[Aim of the task]
Copy the records below line for line, changing nothing.

[Records from a data collection]
[start]

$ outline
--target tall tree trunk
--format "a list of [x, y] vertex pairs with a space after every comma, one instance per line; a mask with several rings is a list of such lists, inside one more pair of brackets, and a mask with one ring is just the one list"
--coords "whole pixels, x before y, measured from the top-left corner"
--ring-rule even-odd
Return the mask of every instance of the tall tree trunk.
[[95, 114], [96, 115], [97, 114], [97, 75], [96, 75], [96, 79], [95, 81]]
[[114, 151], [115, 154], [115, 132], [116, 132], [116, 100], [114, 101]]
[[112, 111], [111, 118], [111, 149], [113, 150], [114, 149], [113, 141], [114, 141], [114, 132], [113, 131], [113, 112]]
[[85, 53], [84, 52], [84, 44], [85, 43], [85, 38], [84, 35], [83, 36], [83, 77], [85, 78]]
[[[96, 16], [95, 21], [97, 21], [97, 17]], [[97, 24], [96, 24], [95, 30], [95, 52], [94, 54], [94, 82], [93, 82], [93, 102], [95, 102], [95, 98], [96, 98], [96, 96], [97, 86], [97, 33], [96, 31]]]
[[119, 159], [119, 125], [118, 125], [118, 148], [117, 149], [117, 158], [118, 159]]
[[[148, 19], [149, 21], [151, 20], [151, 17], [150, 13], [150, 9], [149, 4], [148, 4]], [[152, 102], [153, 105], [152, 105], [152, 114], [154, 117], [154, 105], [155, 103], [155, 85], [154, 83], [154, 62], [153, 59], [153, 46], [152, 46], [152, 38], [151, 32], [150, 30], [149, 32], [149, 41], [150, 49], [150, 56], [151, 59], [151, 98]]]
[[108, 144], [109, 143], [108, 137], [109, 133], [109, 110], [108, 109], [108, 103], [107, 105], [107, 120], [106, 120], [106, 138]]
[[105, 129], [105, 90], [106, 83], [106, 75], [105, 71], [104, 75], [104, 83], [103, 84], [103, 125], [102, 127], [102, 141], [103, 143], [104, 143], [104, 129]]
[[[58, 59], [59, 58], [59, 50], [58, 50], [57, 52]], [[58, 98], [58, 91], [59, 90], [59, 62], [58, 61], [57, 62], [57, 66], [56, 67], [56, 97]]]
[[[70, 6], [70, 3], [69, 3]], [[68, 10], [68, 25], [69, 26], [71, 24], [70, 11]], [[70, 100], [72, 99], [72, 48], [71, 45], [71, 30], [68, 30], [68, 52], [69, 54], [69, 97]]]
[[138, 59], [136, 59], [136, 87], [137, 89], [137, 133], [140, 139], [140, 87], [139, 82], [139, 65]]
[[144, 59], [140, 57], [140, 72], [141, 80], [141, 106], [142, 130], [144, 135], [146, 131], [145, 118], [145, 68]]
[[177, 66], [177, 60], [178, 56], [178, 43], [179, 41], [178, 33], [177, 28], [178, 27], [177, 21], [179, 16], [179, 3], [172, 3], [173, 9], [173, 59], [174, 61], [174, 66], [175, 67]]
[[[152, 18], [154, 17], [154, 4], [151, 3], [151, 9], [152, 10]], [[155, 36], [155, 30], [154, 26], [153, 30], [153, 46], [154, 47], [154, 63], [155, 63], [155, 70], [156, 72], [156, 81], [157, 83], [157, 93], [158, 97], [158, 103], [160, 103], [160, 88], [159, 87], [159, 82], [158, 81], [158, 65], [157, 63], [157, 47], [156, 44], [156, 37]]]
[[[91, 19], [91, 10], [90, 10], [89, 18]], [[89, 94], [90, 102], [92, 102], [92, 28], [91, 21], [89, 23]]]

[end]

[Output for this task]
$ outline
--target tall tree trunk
--format "a list of [x, y] vertex pairs with a space after every comma, one instance per line; a mask with several rings is a list of such lists, inside one more pair of brackets, and a mask with one ring is just the one list"
--coords "whole pixels, x before y, measured from the top-left corner"
--ring-rule even-odd
Return the mask of every instance of the tall tree trunk.
[[95, 114], [96, 115], [97, 114], [97, 75], [96, 75], [96, 79], [95, 81]]
[[114, 151], [115, 154], [115, 132], [116, 132], [116, 100], [114, 101]]
[[112, 111], [111, 118], [111, 149], [113, 150], [114, 149], [113, 141], [114, 141], [114, 132], [113, 131], [113, 112]]
[[85, 53], [84, 52], [84, 44], [85, 43], [85, 38], [84, 35], [83, 36], [83, 77], [85, 78]]
[[[96, 16], [95, 21], [97, 21], [97, 17]], [[97, 24], [96, 24], [95, 30], [95, 52], [94, 54], [94, 82], [93, 82], [93, 102], [95, 102], [95, 98], [96, 98], [96, 96], [97, 86], [97, 33], [96, 31]]]
[[119, 159], [119, 125], [118, 125], [118, 148], [117, 149], [117, 158], [118, 159]]
[[[148, 19], [149, 21], [151, 20], [151, 17], [150, 13], [150, 9], [149, 4], [148, 4]], [[152, 102], [153, 105], [152, 105], [152, 114], [154, 117], [154, 105], [155, 103], [155, 85], [154, 83], [154, 62], [153, 59], [153, 46], [152, 46], [152, 38], [151, 32], [150, 30], [149, 32], [149, 41], [150, 49], [150, 56], [151, 59], [151, 98]]]
[[108, 144], [109, 143], [108, 137], [109, 133], [109, 110], [108, 109], [108, 103], [107, 105], [107, 120], [106, 120], [106, 138]]
[[105, 129], [105, 90], [106, 83], [106, 75], [105, 71], [104, 75], [104, 83], [103, 84], [103, 125], [102, 127], [102, 141], [103, 143], [104, 143], [104, 129]]
[[[58, 59], [59, 58], [59, 50], [58, 50], [57, 52]], [[58, 98], [58, 91], [59, 90], [59, 62], [58, 61], [57, 62], [57, 66], [56, 67], [56, 97]]]
[[[70, 6], [70, 3], [69, 3]], [[68, 10], [68, 25], [69, 26], [71, 24], [70, 11]], [[70, 100], [72, 99], [72, 48], [71, 45], [71, 30], [68, 30], [68, 52], [69, 54], [69, 97]]]
[[138, 59], [136, 59], [136, 87], [137, 89], [137, 133], [140, 139], [140, 87], [139, 82], [139, 65]]
[[144, 59], [140, 57], [140, 72], [141, 80], [141, 106], [142, 130], [144, 135], [146, 131], [145, 118], [145, 68]]
[[177, 66], [177, 60], [178, 56], [178, 43], [179, 41], [178, 33], [177, 28], [178, 27], [177, 21], [179, 16], [179, 3], [172, 3], [173, 9], [173, 59], [174, 61], [174, 66], [175, 67]]
[[[152, 18], [154, 17], [154, 4], [151, 3], [151, 9], [152, 10]], [[155, 36], [155, 30], [154, 26], [153, 30], [153, 46], [154, 47], [154, 63], [155, 63], [155, 70], [156, 72], [156, 81], [157, 83], [157, 93], [158, 97], [158, 103], [160, 103], [160, 88], [159, 87], [159, 82], [158, 81], [158, 65], [157, 63], [157, 47], [156, 44], [156, 37]]]
[[[91, 19], [91, 10], [90, 10], [89, 18]], [[89, 94], [90, 102], [92, 102], [92, 28], [91, 21], [89, 23]]]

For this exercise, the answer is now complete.